— Given task —
Pick out every line of the data that contains the string "black" and copy each one. Treat uppercase and lowercase as different.

— Input records —
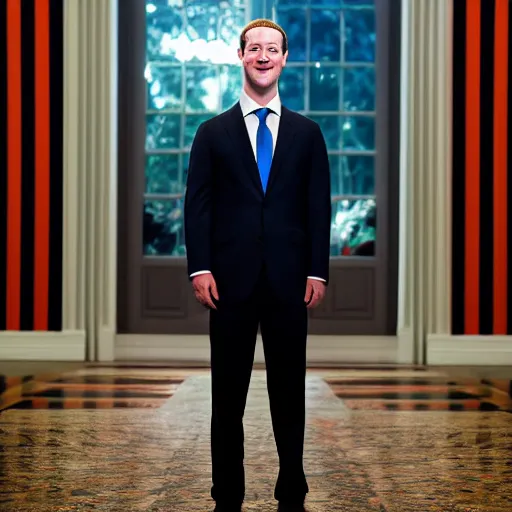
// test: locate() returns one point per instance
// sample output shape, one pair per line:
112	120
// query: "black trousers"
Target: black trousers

— Finished exercise —
// query: "black trousers"
Target: black trousers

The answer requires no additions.